__Dataset rows__:
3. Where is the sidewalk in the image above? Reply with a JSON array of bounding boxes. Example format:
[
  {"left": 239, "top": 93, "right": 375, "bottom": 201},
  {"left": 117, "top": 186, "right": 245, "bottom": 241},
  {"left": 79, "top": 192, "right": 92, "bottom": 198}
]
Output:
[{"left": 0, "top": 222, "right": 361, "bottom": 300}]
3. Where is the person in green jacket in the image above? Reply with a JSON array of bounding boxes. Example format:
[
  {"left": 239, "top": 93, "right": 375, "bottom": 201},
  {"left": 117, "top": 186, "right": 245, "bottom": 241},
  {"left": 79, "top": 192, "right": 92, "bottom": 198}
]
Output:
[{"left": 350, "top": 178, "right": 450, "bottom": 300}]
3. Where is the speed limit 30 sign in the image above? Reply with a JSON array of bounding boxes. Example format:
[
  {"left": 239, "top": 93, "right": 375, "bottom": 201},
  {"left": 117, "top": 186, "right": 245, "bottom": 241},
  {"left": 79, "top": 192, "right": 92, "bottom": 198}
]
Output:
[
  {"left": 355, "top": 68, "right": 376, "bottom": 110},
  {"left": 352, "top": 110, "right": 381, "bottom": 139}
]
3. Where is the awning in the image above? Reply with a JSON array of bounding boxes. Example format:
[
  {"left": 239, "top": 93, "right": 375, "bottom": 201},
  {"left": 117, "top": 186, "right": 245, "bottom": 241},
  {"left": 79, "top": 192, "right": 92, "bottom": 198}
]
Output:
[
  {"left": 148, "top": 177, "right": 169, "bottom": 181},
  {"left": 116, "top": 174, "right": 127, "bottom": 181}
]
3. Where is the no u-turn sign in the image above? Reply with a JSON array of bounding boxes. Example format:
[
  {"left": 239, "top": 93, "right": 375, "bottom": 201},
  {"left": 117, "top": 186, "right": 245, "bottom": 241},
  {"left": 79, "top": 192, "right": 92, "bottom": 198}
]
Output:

__Instruction__: Rewrite the material from the line containing "3. Where is the no" through the end as a JSON list of strings, one string per line, omitting any blank lines.

__Output__:
[
  "3. Where is the no u-turn sign in the image above? Reply with a JSON array of bounding boxes. Example format:",
  "[",
  "  {\"left\": 239, \"top\": 93, \"right\": 375, \"bottom\": 201},",
  "  {\"left\": 117, \"top\": 186, \"right\": 245, \"bottom\": 241},",
  "  {\"left\": 79, \"top\": 192, \"right\": 92, \"bottom\": 198}",
  "]",
  "Output:"
]